**Testo di partenza**
───

Renzi “ha tradito le speranze dei giovani” e non si è chiesto perché “hanno voltato le spalle al governo più giovane della storia”. E ancora: “Il 40% ci ha dato alla testa, lo dicevo io a chi tesseva le lodi del capo”. Andrea Orlando si presenta a Napoli in una versione quasi inedita, abbandona i toni riflessivi e passa all’attacco del suo rivale alla segreteria nazionale del Pd. L’occasione è la conferenza programmatica della sua mozione, in scena nella sala della Mostra d’Oltremare, dove il ministro della Giustizia boccia definitamente i tre anni al fianco di Matteo Renzi: la sua gestione del partito e del governo. Il rivale si trova a meno di 300 km di distanza, sul palco di una manifestazione a Bari molto più nel suo stile: maniche della camicia tirate su, operai e giovani al suo fianco. L’ex premier non replica, ma punzecchia: “I Cinquestelle qualsiasi cosa accada si chiudono a testuggine, mentre da noi il primo che ti pugnala alle spalle è il tuo compagno di partito”. E torna a giocare la carta del consenso: “Se torno lo faccio perché me lo chiedete voi, perché mi votate”.

───

**Dati del compito**

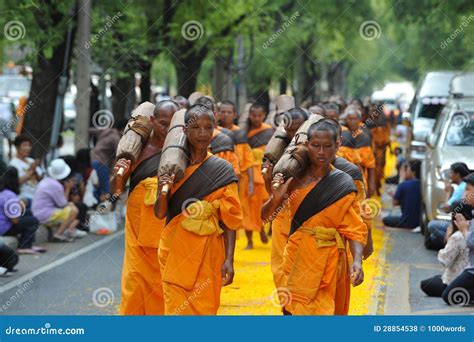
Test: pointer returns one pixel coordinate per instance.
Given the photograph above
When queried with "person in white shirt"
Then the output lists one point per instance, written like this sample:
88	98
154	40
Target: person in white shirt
29	170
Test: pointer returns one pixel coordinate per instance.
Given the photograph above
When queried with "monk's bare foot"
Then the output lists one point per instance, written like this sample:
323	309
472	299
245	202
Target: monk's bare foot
249	246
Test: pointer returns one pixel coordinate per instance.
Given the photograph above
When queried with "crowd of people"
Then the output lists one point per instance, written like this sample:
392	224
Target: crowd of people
180	243
55	194
179	249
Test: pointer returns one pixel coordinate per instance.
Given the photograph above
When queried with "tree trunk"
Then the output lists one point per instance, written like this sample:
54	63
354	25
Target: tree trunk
283	83
39	113
122	92
81	137
145	83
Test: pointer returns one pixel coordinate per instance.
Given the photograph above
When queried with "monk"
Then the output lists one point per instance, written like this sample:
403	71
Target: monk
227	117
356	174
202	212
142	292
259	134
332	111
357	144
294	118
222	143
323	206
379	127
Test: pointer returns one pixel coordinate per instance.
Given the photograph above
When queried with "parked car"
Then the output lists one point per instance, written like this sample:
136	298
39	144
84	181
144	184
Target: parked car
451	141
69	108
429	100
13	87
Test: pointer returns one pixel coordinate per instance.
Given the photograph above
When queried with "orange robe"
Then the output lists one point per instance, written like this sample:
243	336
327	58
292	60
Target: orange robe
255	202
280	231
245	157
316	264
230	156
191	263
142	292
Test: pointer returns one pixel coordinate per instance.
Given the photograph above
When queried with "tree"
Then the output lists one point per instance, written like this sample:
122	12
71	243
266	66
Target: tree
51	28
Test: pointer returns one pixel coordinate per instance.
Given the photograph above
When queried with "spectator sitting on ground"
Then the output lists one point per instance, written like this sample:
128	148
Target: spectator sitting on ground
332	111
454	257
29	170
437	228
8	259
77	191
461	290
50	203
103	156
398	152
408	196
14	218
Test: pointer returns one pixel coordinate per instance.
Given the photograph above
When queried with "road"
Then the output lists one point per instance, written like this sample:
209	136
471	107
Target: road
83	278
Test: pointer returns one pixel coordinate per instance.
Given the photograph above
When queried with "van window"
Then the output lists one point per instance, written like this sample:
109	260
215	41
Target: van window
461	130
430	111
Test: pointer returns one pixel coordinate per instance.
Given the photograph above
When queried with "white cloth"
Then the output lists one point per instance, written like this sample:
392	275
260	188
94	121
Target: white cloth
27	189
92	182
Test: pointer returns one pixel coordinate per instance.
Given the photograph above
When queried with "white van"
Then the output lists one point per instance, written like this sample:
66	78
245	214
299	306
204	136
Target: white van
429	100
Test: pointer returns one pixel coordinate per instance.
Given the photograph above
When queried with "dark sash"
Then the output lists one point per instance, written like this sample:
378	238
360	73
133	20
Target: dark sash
347	167
329	190
347	139
227	132
363	139
147	168
240	137
212	174
221	142
261	138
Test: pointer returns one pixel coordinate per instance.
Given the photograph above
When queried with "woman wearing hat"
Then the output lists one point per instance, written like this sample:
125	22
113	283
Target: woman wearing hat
50	205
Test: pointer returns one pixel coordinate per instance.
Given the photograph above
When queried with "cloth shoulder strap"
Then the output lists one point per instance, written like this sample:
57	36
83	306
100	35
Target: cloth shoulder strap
329	190
147	168
221	142
261	138
347	139
212	174
347	167
364	139
227	132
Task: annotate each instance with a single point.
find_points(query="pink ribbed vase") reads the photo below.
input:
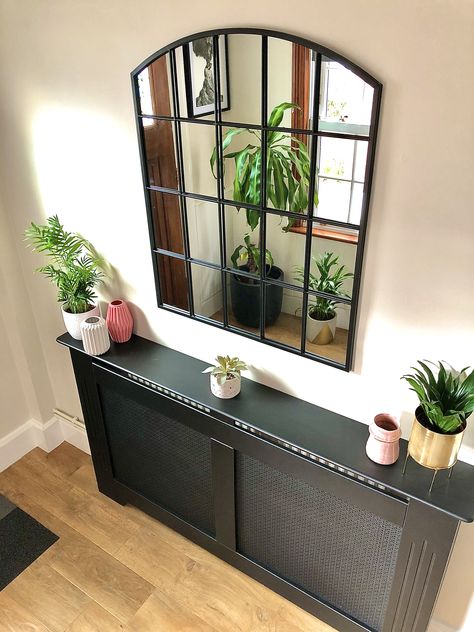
(119, 321)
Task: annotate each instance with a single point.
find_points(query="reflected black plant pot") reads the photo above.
(245, 298)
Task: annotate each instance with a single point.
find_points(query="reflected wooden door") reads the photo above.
(161, 159)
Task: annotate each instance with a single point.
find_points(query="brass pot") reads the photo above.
(433, 449)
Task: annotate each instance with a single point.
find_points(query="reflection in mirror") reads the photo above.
(198, 142)
(207, 292)
(173, 282)
(345, 100)
(335, 152)
(154, 88)
(167, 225)
(243, 75)
(341, 173)
(160, 153)
(286, 249)
(203, 230)
(290, 80)
(287, 327)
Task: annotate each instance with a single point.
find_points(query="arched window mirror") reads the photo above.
(274, 253)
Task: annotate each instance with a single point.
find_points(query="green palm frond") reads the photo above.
(75, 268)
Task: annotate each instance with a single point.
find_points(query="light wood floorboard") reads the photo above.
(115, 568)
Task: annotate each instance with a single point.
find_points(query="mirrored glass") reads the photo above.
(198, 142)
(207, 292)
(345, 100)
(243, 296)
(167, 225)
(242, 76)
(160, 153)
(286, 250)
(155, 89)
(290, 81)
(203, 230)
(173, 282)
(285, 327)
(328, 338)
(242, 241)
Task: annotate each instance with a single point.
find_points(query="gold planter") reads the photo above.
(433, 449)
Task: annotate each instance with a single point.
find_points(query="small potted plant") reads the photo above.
(225, 376)
(75, 268)
(446, 399)
(321, 321)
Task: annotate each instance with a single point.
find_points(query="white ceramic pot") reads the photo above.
(73, 321)
(320, 332)
(230, 388)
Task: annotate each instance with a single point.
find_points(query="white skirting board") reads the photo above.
(34, 434)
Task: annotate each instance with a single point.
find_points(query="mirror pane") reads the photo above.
(173, 282)
(290, 80)
(285, 306)
(160, 153)
(341, 173)
(241, 150)
(243, 78)
(287, 249)
(243, 303)
(203, 230)
(207, 292)
(288, 172)
(345, 100)
(198, 142)
(155, 89)
(242, 241)
(167, 225)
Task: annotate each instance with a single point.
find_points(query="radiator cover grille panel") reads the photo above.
(162, 459)
(340, 553)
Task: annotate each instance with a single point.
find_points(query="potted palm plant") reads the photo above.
(446, 399)
(287, 184)
(75, 268)
(225, 376)
(322, 317)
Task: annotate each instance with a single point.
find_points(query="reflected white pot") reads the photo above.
(229, 389)
(73, 321)
(320, 332)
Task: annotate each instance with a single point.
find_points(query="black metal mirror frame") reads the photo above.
(221, 201)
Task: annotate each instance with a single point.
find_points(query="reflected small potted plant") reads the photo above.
(446, 399)
(225, 378)
(322, 316)
(75, 269)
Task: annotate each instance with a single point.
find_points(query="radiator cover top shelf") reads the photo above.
(307, 428)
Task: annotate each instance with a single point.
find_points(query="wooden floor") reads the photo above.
(114, 568)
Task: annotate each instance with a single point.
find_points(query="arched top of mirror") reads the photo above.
(295, 230)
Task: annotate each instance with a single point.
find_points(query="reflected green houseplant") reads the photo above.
(321, 323)
(287, 179)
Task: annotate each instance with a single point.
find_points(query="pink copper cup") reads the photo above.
(383, 445)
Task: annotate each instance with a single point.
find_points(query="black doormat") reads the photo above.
(22, 540)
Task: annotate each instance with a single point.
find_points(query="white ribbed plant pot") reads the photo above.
(229, 389)
(73, 321)
(320, 332)
(95, 335)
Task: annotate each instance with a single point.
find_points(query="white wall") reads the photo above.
(69, 146)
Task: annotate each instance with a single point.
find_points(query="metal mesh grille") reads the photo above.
(162, 459)
(340, 553)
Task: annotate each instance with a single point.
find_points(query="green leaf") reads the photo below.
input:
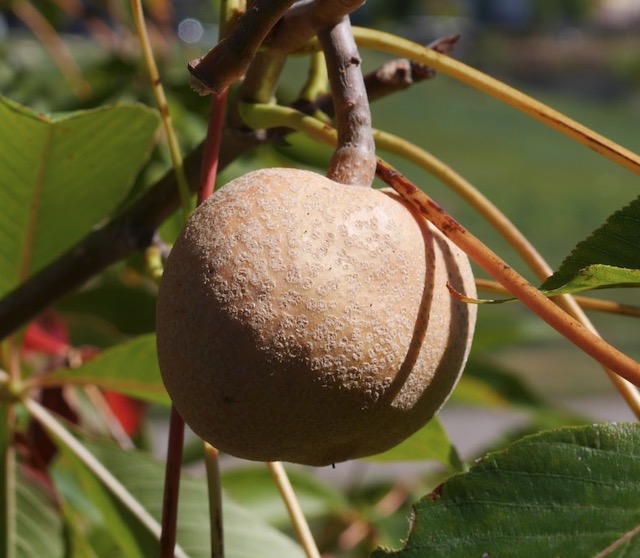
(130, 311)
(254, 487)
(130, 368)
(615, 244)
(245, 535)
(568, 492)
(95, 515)
(39, 530)
(7, 480)
(430, 442)
(62, 175)
(598, 276)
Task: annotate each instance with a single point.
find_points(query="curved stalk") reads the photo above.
(510, 233)
(161, 100)
(585, 302)
(261, 116)
(392, 44)
(293, 507)
(214, 491)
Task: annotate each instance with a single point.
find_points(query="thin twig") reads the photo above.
(171, 494)
(510, 233)
(124, 234)
(306, 19)
(214, 490)
(207, 185)
(293, 507)
(402, 47)
(353, 161)
(529, 295)
(161, 100)
(229, 59)
(585, 302)
(569, 327)
(55, 429)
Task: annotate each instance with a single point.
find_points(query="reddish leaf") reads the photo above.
(130, 412)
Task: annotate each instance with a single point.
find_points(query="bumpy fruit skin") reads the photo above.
(307, 321)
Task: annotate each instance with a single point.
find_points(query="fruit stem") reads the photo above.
(214, 491)
(353, 161)
(293, 507)
(272, 116)
(172, 485)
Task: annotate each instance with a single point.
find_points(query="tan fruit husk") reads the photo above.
(301, 320)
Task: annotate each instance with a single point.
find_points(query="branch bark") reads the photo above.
(229, 59)
(131, 231)
(354, 160)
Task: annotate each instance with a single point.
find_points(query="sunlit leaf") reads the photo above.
(246, 535)
(93, 510)
(598, 276)
(62, 175)
(7, 478)
(39, 530)
(130, 368)
(615, 244)
(431, 442)
(253, 486)
(569, 492)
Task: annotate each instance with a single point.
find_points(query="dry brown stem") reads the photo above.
(229, 59)
(125, 234)
(392, 76)
(354, 160)
(306, 19)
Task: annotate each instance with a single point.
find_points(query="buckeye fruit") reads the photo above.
(308, 321)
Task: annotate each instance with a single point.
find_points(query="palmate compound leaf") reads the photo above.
(616, 244)
(567, 492)
(130, 368)
(245, 534)
(62, 175)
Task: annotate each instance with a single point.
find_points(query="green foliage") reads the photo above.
(79, 164)
(613, 245)
(130, 368)
(570, 492)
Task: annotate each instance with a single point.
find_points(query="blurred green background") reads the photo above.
(580, 57)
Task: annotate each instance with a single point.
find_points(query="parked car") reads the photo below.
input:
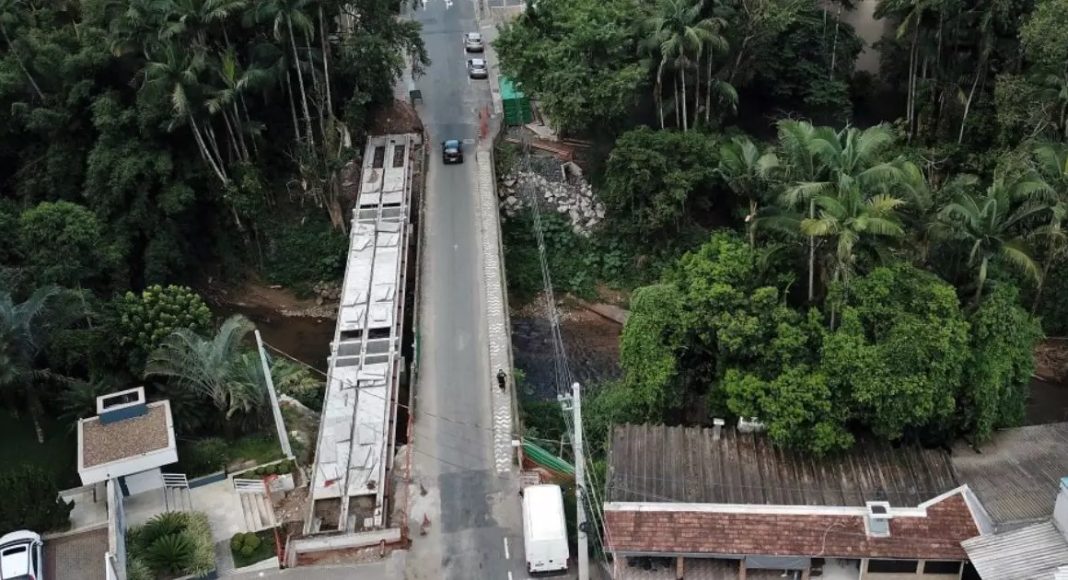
(476, 68)
(452, 151)
(20, 558)
(472, 42)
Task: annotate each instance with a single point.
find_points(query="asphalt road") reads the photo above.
(475, 530)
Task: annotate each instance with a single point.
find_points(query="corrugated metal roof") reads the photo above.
(1017, 474)
(688, 465)
(1034, 552)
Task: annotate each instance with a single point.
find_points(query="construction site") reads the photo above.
(367, 365)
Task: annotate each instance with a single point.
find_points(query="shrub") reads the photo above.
(204, 456)
(173, 543)
(289, 248)
(144, 319)
(31, 501)
(172, 553)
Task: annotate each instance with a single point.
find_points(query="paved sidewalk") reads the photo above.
(500, 344)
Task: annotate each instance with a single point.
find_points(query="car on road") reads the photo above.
(476, 68)
(20, 557)
(452, 151)
(472, 42)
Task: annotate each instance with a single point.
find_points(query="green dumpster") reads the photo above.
(517, 107)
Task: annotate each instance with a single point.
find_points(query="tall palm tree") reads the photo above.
(214, 367)
(287, 16)
(849, 218)
(993, 223)
(176, 75)
(679, 32)
(1051, 166)
(10, 14)
(827, 162)
(25, 330)
(747, 171)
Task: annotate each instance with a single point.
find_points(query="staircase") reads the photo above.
(176, 492)
(255, 504)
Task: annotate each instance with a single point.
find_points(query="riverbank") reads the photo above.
(592, 342)
(299, 327)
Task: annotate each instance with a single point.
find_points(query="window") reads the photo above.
(941, 566)
(892, 566)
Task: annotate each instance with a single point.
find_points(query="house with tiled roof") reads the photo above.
(1018, 476)
(721, 503)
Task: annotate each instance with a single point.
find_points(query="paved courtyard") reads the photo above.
(76, 557)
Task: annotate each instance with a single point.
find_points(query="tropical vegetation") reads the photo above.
(835, 253)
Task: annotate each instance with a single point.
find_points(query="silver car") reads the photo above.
(20, 558)
(476, 68)
(472, 42)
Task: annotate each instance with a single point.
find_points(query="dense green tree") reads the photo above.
(653, 178)
(64, 244)
(32, 501)
(988, 223)
(214, 369)
(999, 371)
(579, 58)
(792, 73)
(145, 319)
(26, 329)
(748, 172)
(798, 407)
(899, 350)
(679, 32)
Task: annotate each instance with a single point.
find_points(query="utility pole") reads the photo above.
(283, 437)
(580, 483)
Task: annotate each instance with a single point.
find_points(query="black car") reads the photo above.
(452, 151)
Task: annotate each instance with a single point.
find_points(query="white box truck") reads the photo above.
(545, 531)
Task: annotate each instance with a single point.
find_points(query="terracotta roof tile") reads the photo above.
(936, 536)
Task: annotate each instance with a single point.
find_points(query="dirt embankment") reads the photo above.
(592, 341)
(299, 327)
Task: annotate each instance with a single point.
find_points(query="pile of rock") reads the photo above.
(574, 198)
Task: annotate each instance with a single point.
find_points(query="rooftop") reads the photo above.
(689, 465)
(1017, 474)
(933, 531)
(104, 443)
(1032, 552)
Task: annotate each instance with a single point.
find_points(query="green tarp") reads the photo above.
(517, 107)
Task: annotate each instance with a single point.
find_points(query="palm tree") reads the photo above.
(747, 172)
(10, 15)
(286, 16)
(822, 161)
(994, 224)
(678, 31)
(214, 367)
(849, 218)
(25, 330)
(177, 76)
(1051, 166)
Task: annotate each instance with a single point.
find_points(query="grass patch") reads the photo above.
(203, 456)
(251, 547)
(57, 455)
(256, 448)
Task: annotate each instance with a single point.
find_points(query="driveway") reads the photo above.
(77, 557)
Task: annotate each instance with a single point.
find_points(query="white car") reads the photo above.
(20, 557)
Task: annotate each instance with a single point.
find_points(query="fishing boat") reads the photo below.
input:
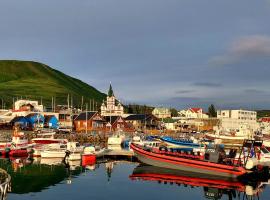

───

**Serie di compiti**
a) Rispondi alle seguenti domande sull'articolo su Orlando e Renzi, una risposta per riga.
(i) In quale città si presenta Andrea Orlando?
(ii) In quale città si tiene la manifestazione a cui partecipa il suo rivale?
(iii) Quale incarico di governo ricopre Orlando?
b) Raccogli ogni riga dell'elenco che contiene la stringa "stem", tenendo conto di maiuscole e minuscole.
L'articolo su Orlando e Renzi e l'elenco non hanno alcun legame tra loro.

**Soluzioni dei problemi**
a)
(i) Napoli.
(ii) Bari.
(iii) Ministro della Giustizia.

b)
find_points(query="fruit stem") reads the photo above.
find_points(query="dry brown stem") reads the photo above.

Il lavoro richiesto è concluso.